## EXERCISE
Reproduce the lines from the start of the entries through the line containing "[[[18,113],[165,114],[160,107],[90,74],[18,108]]]", inclusive, without altering a single character.

(Boundary labeling entries)
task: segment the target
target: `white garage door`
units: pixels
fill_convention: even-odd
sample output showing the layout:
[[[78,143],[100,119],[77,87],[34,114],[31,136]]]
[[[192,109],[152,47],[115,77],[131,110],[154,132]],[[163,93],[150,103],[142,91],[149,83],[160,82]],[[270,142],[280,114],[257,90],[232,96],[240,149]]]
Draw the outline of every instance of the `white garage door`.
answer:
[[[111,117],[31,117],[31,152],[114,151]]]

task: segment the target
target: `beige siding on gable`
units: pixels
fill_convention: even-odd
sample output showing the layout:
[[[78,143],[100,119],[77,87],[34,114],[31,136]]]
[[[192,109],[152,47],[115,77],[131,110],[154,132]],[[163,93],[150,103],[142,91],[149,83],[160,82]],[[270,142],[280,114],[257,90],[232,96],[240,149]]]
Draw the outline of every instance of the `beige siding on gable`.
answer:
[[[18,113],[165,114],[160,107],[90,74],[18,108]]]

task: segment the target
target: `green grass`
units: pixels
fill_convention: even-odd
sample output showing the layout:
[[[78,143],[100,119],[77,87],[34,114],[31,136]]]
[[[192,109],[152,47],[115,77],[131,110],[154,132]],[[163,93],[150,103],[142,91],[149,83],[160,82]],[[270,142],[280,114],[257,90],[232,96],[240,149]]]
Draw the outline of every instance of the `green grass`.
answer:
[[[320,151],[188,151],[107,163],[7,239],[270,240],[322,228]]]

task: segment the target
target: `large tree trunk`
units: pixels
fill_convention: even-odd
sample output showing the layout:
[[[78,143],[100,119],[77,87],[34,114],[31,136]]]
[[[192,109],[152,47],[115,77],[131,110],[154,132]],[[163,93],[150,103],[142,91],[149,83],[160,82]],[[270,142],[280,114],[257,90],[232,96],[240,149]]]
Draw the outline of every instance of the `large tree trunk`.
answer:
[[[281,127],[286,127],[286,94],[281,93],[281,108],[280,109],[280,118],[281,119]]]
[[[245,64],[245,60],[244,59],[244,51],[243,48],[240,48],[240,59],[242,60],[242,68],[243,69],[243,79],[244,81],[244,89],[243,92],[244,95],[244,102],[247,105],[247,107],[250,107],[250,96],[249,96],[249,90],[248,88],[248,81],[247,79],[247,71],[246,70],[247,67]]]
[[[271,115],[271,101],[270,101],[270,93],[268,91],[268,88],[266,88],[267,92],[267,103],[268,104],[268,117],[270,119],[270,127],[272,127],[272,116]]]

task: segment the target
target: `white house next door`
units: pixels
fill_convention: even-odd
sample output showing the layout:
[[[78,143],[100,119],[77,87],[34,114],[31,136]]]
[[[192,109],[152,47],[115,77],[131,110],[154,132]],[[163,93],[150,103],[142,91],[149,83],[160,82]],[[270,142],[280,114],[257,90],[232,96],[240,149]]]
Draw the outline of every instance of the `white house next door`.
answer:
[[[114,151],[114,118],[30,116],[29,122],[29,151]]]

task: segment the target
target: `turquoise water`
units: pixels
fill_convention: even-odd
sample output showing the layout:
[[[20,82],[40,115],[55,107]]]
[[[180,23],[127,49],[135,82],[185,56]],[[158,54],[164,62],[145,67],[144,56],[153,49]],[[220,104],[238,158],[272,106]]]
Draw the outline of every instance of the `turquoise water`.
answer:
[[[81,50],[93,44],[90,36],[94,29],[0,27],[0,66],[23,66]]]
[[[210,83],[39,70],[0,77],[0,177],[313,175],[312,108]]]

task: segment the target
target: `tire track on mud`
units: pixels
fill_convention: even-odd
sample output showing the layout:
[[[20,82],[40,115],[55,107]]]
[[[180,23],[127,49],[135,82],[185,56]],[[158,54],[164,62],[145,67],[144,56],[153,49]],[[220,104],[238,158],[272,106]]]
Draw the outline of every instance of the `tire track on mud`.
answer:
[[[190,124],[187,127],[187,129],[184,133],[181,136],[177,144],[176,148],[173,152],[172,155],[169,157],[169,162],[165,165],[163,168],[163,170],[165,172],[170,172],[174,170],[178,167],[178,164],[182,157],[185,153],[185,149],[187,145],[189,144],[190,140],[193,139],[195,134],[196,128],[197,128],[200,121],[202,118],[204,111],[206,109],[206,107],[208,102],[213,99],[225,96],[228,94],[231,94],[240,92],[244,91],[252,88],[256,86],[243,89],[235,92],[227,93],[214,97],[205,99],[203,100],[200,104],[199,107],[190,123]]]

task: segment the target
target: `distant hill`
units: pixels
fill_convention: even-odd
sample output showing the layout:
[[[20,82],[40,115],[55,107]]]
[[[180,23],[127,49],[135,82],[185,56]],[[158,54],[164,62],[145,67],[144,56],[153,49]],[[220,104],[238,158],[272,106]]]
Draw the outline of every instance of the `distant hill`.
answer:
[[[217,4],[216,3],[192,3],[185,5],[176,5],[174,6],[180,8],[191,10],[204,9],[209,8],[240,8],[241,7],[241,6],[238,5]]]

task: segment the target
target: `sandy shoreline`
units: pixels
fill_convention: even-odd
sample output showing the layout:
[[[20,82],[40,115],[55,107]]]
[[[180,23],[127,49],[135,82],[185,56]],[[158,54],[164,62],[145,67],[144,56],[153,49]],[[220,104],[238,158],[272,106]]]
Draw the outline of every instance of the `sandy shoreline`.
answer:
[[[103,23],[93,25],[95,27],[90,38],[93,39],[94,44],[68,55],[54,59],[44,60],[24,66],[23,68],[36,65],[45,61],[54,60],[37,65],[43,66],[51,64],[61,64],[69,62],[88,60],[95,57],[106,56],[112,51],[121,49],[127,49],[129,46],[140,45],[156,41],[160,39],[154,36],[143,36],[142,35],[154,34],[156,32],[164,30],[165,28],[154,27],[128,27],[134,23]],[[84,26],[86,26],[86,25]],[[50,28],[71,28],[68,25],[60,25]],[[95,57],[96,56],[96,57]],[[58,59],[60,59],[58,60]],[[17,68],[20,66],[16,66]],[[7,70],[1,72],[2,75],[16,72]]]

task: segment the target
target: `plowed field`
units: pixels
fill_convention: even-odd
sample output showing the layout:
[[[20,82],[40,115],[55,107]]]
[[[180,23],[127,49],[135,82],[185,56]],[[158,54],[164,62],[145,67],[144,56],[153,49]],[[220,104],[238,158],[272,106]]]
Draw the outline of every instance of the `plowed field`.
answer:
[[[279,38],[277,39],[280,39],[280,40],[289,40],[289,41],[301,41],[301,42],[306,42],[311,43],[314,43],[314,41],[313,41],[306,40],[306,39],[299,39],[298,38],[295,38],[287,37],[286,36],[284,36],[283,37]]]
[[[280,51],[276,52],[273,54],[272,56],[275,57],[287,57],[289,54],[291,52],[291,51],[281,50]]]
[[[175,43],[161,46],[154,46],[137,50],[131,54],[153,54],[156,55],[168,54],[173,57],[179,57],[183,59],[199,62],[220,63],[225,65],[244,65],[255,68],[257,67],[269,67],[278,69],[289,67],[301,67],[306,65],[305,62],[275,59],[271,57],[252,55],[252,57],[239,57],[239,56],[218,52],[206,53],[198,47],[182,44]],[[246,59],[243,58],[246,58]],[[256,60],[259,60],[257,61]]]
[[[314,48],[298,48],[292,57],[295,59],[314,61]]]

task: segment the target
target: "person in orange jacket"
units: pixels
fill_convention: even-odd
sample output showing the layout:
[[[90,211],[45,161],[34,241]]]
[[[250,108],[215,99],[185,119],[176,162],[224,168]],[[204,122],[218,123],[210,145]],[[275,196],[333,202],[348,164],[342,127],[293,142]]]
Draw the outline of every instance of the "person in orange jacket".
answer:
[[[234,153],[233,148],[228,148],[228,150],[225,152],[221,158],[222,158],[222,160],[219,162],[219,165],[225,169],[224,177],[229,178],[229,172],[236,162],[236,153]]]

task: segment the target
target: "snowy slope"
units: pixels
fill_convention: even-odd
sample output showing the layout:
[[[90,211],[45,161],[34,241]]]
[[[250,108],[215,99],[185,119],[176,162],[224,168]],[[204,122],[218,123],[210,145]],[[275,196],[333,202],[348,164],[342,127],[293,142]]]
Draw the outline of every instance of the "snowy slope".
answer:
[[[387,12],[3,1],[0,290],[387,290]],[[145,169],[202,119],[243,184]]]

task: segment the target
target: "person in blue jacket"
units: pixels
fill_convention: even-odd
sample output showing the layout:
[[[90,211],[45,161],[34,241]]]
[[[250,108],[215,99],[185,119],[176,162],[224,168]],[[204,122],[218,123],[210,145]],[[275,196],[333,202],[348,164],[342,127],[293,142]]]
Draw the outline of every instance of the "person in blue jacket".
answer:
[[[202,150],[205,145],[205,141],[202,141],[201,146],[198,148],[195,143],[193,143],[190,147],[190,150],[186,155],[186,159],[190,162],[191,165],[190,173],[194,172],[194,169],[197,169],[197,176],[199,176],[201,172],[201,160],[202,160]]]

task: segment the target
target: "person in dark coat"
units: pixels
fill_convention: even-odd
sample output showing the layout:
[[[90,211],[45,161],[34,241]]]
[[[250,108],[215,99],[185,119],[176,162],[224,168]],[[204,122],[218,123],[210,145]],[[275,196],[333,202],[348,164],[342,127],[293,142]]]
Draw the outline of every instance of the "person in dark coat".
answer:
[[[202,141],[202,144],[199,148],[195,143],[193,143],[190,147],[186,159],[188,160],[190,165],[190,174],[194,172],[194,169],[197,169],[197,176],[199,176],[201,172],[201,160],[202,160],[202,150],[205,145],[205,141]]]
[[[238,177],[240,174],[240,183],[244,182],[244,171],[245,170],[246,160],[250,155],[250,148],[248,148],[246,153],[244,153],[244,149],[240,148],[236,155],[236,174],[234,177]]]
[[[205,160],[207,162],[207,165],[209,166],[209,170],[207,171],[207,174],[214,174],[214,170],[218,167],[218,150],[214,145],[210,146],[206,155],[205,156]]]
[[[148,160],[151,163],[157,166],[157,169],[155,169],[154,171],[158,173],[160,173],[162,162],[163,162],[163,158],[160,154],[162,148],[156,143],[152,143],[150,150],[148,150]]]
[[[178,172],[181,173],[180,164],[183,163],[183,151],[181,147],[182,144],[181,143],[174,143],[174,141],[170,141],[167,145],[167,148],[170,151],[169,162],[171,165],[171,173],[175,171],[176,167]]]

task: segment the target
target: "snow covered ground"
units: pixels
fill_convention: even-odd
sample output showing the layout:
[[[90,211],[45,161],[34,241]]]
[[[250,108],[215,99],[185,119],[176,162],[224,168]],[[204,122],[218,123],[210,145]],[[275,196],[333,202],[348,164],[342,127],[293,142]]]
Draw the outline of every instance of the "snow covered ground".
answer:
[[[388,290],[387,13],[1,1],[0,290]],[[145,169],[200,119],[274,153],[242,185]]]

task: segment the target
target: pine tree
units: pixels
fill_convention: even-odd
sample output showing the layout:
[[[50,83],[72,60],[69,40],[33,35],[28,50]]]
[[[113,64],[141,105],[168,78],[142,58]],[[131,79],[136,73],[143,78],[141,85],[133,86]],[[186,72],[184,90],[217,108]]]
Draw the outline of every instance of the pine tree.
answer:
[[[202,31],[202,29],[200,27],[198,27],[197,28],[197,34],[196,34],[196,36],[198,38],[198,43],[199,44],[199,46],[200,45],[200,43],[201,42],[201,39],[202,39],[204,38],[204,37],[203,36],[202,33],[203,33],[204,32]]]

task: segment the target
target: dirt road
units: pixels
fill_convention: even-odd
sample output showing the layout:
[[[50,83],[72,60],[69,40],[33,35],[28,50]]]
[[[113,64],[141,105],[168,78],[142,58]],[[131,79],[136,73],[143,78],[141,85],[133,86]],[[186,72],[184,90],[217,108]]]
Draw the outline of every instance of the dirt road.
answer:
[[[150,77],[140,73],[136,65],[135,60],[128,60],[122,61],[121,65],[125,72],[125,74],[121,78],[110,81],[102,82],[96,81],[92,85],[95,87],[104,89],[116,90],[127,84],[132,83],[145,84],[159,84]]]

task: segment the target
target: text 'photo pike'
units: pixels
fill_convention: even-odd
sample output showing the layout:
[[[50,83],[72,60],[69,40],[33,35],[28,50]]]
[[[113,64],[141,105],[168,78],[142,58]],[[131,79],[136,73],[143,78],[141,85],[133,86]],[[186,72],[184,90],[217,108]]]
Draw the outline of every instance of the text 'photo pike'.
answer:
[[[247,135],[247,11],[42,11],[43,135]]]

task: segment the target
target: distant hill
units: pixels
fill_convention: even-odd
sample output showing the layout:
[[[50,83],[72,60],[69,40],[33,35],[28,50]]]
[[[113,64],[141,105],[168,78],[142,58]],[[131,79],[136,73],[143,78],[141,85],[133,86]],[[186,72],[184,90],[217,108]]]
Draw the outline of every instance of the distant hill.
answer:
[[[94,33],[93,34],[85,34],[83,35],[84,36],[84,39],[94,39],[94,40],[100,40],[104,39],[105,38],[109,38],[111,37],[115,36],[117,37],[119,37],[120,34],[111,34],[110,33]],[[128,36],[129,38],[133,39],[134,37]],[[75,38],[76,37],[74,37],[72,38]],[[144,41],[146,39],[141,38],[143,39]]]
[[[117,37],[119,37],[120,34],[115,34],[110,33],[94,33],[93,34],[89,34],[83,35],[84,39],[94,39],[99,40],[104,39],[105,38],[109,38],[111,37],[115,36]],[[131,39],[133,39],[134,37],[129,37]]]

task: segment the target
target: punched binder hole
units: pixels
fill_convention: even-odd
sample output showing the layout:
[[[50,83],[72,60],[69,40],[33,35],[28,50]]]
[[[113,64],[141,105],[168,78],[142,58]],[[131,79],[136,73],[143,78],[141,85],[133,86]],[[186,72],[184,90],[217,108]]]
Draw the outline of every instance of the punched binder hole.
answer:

## RESPONSE BELOW
task: segment the target
target: `white garage door`
units: pixels
fill_convention: even-odd
sample output showing the layout:
[[[78,143],[100,119],[77,87],[34,114],[31,136]]]
[[[192,109],[152,47],[115,77],[131,110],[154,132]],[[163,93],[150,103],[142,91],[149,83],[160,82]],[[270,142],[280,114],[257,90],[232,96],[240,149]]]
Draw the outline of every instance of the `white garage door`.
answer:
[[[111,117],[31,117],[31,152],[114,151]]]

task: segment the target
target: `beige siding on gable`
units: pixels
fill_convention: even-odd
sample output showing the layout:
[[[78,143],[100,119],[77,87],[34,114],[31,136]]]
[[[192,109],[152,47],[115,77],[131,110],[154,132]],[[163,93],[150,103],[142,91],[149,83],[160,82]],[[270,142],[280,114],[257,90],[232,96],[240,149]]]
Draw the outline of every instance of the `beige siding on gable`.
answer:
[[[18,113],[165,114],[160,107],[90,74],[18,108]]]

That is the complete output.